> _REQUIRED TASK_
Copy the rows from the line with "Find the white boat" to the line with "[0,57,20,130]", switching "rock" to "stone" and leaving everything else unchanged. Omit the pictures.

#### RECORDS FOR THE TASK ####

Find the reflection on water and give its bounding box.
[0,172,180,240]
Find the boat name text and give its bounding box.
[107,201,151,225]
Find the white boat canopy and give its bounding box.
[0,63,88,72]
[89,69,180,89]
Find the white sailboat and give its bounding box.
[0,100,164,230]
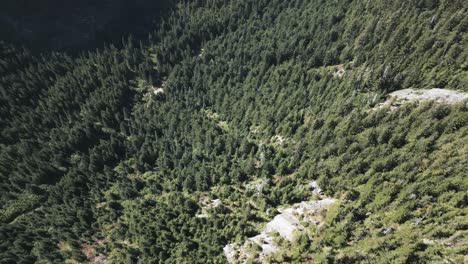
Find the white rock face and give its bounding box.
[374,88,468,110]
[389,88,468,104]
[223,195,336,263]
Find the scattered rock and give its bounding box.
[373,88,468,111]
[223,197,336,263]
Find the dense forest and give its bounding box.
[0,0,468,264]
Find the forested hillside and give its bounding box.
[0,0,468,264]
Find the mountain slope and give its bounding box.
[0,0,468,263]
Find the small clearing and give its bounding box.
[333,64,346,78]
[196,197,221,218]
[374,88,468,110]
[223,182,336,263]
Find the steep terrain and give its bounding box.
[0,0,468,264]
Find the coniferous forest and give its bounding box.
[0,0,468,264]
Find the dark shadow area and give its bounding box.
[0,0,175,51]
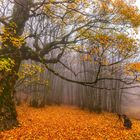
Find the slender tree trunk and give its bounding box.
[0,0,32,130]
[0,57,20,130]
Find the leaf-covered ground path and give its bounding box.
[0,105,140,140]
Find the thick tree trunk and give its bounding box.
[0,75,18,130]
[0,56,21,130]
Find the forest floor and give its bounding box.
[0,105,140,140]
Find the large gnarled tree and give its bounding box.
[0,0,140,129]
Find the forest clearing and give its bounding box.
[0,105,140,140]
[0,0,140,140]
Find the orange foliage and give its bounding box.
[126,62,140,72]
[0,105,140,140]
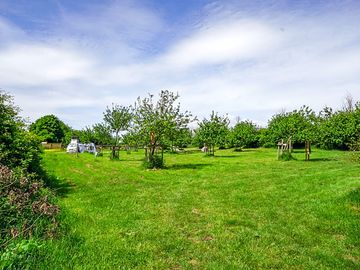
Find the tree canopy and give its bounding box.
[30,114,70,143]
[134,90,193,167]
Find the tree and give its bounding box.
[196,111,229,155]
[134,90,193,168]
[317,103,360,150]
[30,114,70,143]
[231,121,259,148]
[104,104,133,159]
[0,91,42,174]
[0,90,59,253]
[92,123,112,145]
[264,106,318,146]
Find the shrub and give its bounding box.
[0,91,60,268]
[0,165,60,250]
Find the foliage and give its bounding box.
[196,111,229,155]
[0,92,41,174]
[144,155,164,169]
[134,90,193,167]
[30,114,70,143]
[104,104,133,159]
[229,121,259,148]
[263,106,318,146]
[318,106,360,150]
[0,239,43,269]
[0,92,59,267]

####
#### RECORDS FOR THE TASK ####

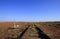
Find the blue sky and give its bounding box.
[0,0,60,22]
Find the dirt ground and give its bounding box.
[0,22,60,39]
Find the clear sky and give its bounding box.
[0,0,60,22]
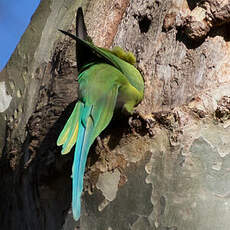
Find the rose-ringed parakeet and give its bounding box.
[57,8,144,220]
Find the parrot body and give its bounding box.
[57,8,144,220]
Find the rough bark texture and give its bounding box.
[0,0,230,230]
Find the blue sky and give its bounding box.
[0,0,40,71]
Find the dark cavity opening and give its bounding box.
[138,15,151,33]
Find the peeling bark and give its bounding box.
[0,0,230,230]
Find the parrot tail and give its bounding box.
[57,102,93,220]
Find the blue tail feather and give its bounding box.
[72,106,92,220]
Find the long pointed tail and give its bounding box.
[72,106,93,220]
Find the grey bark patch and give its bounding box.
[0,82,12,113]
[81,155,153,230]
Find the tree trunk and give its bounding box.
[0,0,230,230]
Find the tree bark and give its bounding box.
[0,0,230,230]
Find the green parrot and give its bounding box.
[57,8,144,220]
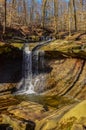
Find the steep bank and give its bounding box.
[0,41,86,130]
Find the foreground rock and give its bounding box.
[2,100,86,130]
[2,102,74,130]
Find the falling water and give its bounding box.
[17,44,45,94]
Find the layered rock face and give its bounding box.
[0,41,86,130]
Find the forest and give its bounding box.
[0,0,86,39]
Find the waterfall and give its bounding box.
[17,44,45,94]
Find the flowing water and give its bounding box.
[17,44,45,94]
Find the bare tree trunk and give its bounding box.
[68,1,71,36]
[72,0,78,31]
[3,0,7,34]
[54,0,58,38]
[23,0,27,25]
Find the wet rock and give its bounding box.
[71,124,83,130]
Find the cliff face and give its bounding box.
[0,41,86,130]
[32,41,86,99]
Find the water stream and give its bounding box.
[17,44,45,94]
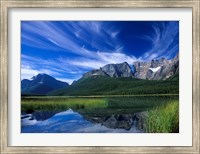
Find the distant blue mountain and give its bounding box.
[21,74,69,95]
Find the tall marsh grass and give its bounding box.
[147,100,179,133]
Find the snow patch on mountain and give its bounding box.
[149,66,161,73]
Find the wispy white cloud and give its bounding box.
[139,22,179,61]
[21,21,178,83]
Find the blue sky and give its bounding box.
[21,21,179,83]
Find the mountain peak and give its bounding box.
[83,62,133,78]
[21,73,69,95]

####
#### RECORDS FOR THE TASK ####

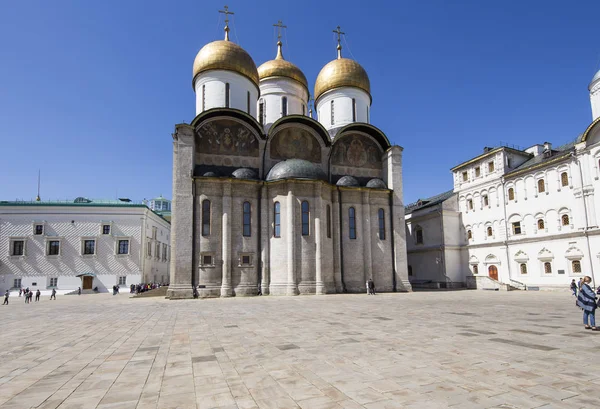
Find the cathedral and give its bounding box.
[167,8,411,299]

####

> _CORRECT ANSWER_
Find the white boat canopy and give its bounding box.
[0,63,88,72]
[89,69,180,89]
Find the white sailboat and give its bounding box.
[0,100,164,230]
Find the white stone face and give its bounding box.
[374,88,468,110]
[389,88,468,104]
[223,195,336,263]
Find the scattered stone and give its bounding box.
[373,88,468,111]
[223,197,336,263]
Find the dense forest and give its bounding box.
[0,0,468,264]
Find the forested hillside and give its bounding box.
[0,0,468,264]
Find the mountain slope and give its bounding box.
[0,0,468,263]
Find the small clearing and give its bounding box.
[333,64,346,78]
[196,197,221,218]
[374,88,468,110]
[223,182,336,263]
Find the steep terrain and give its bounding box.
[0,0,468,264]
Find the coniferous forest and give its bounding box.
[0,0,468,264]
Find the dark shadow area and give its bounding box.
[0,0,175,51]
Find the slender tree trunk and give its bounding box.
[0,0,32,130]
[0,57,20,130]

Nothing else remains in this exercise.